> [DIRECTION]:
Can you reproduce the items below word for word, starting at the line that contains "Where can you spot the foliage" and ending at the line that contains "[[362, 62]]", with both of those lines included and the pictures left out?

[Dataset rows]
━━━
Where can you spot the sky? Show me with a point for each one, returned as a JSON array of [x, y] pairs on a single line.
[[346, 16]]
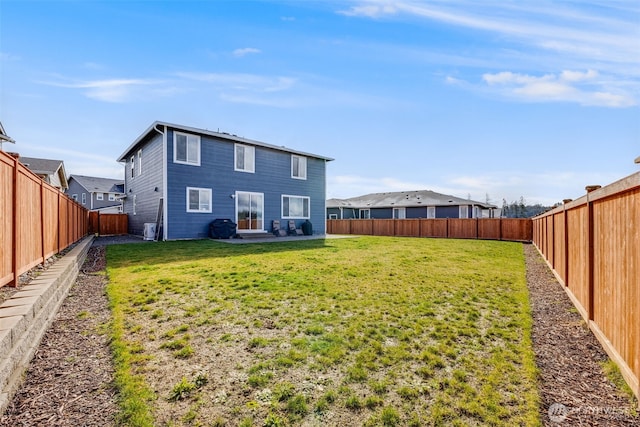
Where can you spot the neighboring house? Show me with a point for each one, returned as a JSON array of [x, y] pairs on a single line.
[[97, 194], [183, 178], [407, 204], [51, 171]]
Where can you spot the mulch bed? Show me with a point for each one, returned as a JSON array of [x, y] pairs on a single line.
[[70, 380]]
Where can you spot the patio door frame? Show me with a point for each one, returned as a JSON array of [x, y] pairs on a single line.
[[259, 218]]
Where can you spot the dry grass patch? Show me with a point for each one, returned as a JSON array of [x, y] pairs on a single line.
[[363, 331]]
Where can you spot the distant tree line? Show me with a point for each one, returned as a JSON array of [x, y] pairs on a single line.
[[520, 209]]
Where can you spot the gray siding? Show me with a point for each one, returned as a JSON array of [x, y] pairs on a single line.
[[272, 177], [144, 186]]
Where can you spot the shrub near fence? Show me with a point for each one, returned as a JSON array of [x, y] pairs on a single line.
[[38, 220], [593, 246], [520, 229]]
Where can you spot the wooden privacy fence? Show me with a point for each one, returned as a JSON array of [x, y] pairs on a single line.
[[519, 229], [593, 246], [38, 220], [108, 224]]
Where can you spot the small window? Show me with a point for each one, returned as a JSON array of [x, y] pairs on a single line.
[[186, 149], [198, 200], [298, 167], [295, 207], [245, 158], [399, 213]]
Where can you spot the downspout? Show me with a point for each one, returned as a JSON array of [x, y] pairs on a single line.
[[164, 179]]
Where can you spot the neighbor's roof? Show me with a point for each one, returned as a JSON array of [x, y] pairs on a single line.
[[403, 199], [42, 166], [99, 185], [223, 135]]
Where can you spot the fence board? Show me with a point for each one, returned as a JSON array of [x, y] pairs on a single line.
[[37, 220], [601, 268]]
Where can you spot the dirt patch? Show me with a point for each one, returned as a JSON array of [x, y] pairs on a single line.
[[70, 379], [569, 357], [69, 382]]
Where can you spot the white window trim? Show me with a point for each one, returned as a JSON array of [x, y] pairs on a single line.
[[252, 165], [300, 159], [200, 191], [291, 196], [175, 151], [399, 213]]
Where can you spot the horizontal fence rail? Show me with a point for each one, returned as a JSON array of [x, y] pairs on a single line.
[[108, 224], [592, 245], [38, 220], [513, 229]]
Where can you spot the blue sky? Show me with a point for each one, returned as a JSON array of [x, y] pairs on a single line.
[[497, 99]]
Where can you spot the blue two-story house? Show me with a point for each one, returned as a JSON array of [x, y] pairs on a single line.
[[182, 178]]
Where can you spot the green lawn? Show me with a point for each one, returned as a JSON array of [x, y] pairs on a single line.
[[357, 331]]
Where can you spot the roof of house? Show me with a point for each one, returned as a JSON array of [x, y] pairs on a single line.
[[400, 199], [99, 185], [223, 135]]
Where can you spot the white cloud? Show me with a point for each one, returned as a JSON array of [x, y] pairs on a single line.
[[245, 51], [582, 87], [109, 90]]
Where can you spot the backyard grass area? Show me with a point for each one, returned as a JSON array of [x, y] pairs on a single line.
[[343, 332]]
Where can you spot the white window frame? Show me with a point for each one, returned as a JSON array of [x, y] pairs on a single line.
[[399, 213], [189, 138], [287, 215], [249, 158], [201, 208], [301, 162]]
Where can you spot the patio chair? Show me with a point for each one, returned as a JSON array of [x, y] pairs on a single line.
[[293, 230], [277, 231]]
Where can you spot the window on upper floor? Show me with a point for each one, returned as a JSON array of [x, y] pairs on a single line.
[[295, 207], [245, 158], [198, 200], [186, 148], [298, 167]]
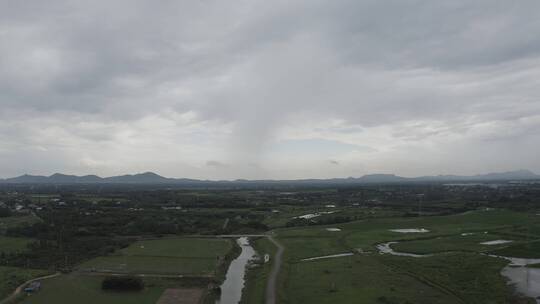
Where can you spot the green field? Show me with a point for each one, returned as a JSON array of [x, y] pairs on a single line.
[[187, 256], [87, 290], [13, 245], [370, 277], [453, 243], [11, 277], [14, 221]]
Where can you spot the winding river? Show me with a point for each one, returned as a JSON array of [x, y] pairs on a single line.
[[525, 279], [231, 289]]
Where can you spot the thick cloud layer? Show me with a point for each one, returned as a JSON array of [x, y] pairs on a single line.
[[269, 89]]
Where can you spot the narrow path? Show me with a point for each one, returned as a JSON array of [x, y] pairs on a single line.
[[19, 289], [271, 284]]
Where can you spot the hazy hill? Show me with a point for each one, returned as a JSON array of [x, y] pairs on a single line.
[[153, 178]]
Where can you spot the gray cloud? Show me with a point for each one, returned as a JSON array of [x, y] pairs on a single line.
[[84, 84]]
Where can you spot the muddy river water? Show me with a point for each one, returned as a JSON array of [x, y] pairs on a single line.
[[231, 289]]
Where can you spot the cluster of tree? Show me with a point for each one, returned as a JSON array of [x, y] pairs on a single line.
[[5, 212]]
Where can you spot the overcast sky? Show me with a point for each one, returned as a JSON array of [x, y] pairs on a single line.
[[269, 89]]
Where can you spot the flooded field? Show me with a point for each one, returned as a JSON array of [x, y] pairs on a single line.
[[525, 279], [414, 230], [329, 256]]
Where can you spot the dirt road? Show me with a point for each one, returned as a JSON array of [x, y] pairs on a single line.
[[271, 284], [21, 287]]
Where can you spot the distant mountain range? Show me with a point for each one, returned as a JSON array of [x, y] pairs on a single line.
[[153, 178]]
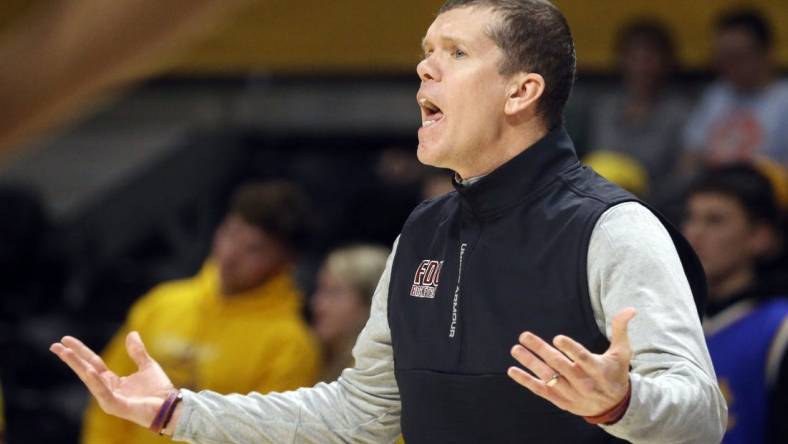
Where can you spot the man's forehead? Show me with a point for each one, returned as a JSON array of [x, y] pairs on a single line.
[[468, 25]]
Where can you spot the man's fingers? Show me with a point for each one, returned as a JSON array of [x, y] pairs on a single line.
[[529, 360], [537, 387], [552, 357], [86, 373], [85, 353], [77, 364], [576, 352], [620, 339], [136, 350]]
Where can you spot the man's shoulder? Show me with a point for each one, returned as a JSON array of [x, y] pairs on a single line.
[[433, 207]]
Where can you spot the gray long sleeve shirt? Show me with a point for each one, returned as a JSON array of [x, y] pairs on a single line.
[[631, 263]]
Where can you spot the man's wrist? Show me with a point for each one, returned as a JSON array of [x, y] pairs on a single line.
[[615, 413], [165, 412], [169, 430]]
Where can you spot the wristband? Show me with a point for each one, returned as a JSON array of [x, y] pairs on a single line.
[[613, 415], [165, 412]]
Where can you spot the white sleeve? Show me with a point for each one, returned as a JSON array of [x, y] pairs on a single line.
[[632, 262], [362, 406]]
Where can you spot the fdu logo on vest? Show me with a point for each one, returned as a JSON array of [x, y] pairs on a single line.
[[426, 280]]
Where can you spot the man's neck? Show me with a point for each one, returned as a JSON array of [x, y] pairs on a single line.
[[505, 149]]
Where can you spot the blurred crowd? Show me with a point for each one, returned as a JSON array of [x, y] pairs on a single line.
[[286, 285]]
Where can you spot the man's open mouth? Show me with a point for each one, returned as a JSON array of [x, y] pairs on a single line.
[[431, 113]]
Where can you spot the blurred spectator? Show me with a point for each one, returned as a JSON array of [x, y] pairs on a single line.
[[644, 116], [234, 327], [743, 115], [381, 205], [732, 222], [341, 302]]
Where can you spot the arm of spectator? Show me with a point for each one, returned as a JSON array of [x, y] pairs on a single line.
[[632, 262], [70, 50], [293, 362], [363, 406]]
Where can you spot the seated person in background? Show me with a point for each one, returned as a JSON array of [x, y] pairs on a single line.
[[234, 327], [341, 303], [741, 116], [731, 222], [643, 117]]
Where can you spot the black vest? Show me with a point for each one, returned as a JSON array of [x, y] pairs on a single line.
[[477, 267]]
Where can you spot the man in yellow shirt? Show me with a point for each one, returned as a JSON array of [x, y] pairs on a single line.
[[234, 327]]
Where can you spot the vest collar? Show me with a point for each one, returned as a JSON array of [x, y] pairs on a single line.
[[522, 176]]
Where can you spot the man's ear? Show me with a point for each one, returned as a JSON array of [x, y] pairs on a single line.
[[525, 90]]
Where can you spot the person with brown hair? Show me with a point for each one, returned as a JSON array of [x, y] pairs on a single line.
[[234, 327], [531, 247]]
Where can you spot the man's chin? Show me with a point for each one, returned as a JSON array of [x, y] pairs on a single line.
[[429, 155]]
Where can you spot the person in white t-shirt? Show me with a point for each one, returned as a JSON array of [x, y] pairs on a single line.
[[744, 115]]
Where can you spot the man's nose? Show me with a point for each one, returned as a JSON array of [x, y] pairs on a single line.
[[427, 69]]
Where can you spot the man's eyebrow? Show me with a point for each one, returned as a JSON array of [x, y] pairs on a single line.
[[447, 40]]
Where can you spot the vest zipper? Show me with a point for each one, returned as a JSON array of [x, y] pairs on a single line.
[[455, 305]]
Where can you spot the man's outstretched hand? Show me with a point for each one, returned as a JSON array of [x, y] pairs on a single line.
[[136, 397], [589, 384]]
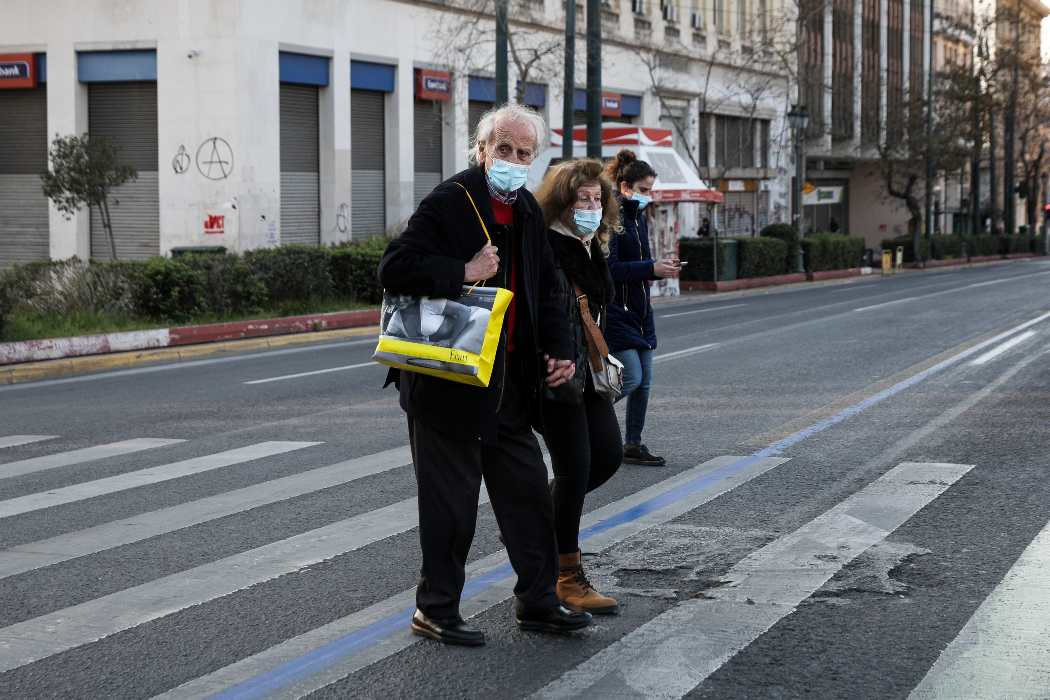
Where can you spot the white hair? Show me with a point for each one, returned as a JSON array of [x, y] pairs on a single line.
━━━
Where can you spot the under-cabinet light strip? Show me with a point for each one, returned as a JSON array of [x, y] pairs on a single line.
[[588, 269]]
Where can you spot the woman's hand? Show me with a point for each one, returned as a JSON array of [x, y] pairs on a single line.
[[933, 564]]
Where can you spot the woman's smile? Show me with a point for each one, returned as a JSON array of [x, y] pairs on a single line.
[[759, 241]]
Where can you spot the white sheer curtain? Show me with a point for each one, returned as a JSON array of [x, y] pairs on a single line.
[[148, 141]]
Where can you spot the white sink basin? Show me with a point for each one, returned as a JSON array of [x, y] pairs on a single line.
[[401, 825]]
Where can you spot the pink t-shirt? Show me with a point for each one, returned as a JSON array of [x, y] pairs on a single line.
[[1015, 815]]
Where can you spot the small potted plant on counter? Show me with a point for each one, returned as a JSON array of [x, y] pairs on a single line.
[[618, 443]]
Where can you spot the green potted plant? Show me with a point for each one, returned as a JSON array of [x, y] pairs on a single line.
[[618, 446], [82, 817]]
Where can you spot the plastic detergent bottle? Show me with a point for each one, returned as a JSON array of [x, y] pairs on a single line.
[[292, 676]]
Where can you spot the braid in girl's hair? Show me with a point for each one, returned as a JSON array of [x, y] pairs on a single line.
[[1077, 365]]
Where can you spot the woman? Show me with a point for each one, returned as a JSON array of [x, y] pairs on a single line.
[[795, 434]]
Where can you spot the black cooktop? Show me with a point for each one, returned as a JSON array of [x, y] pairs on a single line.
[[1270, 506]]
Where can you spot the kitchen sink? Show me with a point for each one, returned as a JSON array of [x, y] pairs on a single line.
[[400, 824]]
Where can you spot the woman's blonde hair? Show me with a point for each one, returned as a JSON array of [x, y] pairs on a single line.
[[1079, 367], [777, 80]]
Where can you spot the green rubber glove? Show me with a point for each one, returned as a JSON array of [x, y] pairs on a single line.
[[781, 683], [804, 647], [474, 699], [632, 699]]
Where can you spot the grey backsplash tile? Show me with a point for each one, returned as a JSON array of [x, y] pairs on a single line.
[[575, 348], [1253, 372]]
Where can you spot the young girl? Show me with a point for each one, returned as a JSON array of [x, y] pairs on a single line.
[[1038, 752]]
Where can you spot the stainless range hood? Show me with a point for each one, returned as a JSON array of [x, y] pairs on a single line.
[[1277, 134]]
━━━
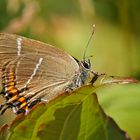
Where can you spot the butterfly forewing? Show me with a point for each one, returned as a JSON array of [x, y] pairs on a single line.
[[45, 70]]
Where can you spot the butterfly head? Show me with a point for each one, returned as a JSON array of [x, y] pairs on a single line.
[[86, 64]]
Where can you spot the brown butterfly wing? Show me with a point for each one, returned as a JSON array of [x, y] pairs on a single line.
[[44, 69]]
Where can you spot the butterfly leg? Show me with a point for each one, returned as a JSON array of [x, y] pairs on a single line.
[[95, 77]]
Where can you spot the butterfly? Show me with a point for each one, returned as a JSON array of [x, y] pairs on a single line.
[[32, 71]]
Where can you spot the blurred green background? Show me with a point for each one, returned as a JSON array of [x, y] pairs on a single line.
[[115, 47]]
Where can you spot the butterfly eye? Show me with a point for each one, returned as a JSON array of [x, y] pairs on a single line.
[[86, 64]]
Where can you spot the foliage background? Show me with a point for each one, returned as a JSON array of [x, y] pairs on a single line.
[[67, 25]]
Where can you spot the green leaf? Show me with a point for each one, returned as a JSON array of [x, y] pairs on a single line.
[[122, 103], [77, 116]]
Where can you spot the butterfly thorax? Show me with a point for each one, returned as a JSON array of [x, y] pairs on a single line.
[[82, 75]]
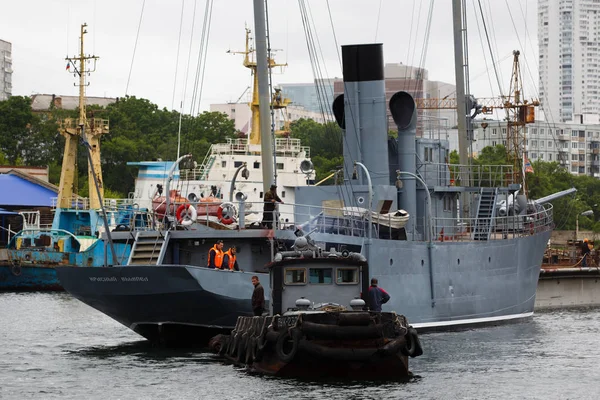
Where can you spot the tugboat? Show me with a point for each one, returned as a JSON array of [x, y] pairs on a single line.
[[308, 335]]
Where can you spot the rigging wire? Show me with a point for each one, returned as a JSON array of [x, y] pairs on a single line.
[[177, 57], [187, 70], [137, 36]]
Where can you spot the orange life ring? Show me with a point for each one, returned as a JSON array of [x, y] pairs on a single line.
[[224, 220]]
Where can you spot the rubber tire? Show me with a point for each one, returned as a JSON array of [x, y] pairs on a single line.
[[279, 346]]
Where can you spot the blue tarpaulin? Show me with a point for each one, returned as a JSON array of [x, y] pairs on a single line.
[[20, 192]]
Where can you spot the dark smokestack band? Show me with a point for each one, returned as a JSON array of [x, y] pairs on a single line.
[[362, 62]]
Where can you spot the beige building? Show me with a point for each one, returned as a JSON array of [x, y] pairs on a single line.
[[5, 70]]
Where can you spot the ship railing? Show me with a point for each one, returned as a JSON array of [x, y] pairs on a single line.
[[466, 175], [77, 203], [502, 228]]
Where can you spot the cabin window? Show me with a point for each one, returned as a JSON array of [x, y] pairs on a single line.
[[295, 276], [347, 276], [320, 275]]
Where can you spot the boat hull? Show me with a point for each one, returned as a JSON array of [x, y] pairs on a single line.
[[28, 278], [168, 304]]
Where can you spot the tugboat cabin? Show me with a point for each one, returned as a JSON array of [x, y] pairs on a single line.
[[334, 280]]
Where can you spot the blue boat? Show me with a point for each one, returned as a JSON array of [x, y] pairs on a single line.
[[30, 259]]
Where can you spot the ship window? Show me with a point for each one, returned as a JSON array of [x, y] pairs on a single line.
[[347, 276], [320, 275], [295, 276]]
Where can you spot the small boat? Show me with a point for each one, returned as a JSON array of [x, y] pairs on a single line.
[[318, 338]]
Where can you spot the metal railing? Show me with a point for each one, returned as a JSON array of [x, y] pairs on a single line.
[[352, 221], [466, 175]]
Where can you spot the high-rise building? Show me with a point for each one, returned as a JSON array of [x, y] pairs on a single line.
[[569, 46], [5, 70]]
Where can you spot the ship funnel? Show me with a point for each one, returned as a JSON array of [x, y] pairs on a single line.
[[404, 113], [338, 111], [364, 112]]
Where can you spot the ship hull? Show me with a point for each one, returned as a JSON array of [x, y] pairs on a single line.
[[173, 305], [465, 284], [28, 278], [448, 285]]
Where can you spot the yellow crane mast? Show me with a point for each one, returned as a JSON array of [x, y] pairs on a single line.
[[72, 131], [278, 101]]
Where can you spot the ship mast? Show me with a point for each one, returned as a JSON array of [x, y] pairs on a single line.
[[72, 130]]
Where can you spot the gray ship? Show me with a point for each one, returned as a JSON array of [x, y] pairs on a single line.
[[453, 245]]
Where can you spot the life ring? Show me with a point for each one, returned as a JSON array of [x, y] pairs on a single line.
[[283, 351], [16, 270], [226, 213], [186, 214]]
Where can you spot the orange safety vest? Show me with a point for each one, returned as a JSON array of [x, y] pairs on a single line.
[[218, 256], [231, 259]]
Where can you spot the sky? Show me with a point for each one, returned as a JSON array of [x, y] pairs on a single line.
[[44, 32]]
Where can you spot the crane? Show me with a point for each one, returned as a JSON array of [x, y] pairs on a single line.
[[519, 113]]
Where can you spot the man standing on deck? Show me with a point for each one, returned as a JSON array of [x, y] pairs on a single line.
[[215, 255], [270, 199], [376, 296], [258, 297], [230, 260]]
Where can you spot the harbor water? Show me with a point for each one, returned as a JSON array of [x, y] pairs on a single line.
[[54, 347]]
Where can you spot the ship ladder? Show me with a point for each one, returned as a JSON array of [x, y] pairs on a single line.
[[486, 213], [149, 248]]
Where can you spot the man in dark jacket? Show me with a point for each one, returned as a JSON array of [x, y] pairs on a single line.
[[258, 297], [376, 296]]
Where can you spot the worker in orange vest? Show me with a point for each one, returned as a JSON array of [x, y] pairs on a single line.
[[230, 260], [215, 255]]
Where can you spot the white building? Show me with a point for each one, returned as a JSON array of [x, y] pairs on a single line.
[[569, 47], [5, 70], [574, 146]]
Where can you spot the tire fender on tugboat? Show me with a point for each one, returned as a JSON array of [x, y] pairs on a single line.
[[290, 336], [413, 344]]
━━━
> [COMPLETE OUTPUT]:
Where can you spot the foliage background? Show me with a point for each one, returned as a JSON array of [x, y] pairs on a single line.
[[67, 25]]
Where can you spot the green leaf? Show me with a point for each one, returned as a JSON array of [x, y] pairs on a single line.
[[122, 103], [77, 116]]
Where can you spot the butterfly thorax? Show me with a point for each one, returned as a JSON array of [x, y] pairs on a single line.
[[82, 75]]
Where can you spot the tugboat? Show me with a point for each one, returned as a JSON array of [x, y] pairs on a single line.
[[308, 335]]
Where can you spot the rigging wire? Show me with a point for each one, returned as a JSON array of [x, y] pairs on a single line.
[[177, 57], [187, 70], [137, 36]]
Where can you spot the orange life ring? Show me with a point for each one, returned as a JSON array of [x, y] pairs on a single line.
[[224, 220]]
Where can you spot the rubber tire? Show me with a point for each one, returned as a JSON array of [x, y] pairs on a single line.
[[279, 346]]
Where can you spot the blue tarpaulin? Show me with a point for each one, returned as a JSON array of [x, y] pairs on a single line.
[[20, 192]]
Where can you spot the dark smokestack band? Show me with a point for each one, returned as a JSON array of [x, y] pairs on a single line.
[[362, 62]]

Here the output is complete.